■ Problem description: Rewrite the stretch of lines from the one containing "the black short-sleeved" through the one containing "Target: computer monitor", changing every "instance" to "object" and keeping everything else the same.

++++ Data extract

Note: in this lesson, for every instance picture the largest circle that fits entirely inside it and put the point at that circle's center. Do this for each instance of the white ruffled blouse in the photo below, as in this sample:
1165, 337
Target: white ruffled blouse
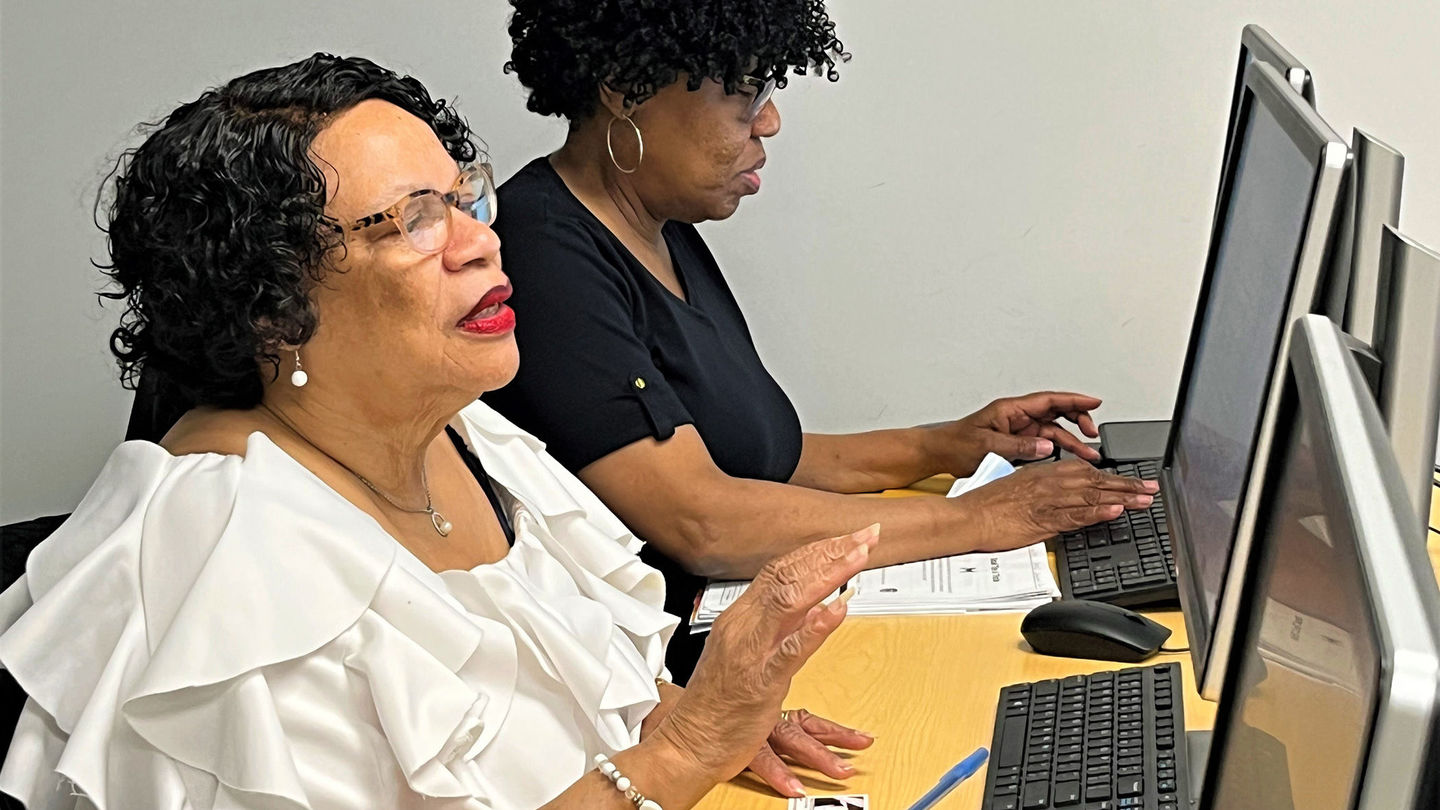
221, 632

++++++++
++++ Data extract

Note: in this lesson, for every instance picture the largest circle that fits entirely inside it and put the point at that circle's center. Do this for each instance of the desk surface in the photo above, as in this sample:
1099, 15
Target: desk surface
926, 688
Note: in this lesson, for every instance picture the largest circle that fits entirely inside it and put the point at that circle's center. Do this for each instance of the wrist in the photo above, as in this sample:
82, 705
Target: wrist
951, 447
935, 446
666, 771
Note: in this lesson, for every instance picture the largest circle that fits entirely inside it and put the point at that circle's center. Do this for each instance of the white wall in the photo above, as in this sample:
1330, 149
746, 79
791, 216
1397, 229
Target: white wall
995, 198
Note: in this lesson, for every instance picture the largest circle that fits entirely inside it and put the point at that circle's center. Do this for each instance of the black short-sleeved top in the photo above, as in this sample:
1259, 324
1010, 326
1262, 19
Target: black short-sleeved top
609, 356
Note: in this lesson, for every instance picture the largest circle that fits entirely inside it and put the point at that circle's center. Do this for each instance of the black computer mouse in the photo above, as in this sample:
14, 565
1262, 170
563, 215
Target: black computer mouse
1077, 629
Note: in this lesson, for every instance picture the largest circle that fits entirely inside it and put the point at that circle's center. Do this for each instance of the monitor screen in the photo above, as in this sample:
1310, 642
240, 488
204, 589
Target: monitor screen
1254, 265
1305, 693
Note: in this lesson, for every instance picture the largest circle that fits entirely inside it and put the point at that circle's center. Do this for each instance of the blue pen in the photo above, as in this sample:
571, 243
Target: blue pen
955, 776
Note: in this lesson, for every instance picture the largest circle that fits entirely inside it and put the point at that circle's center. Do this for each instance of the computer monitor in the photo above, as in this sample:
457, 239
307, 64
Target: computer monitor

++++++++

■ Complete output:
Note: in this lesson, for every object picture the largest circle that fits entirely inside it and put the point at that circle's center. Do this for each object of the black short-sleeved top in the photo above, as in this sample:
1259, 324
1010, 326
1262, 19
Target: black short-sleeved top
609, 356
Note: in this lesson, for every object picture the largest circle that fits entirely inside it and put the point at that circle's center. Do this for each object of the black computer mouse in the photo above, as in this sample:
14, 565
1262, 170
563, 215
Target: black computer mouse
1077, 629
Note: in this lesson, for every object picture the largest circle that fits entirely inside it and put the point at that circle's center. Do this for each object of the monitor screen in the photo above, as in this sample:
1310, 642
240, 488
204, 589
Target: monitor screen
1254, 265
1305, 693
Note: in this lesson, for every object picture the largest circle that fits entirely inside it and put the point at that circle's center. Do this for each object of the blue pen in the photo above, as in this sample:
571, 243
Target: blue pen
955, 776
Note: in this lesson, for every object picture the largest circle that fits entirely inside it and put the point at that circle's center. Do this for each object of the computer monitor in the photo above, as in this sample:
457, 239
307, 64
Target: computer monitor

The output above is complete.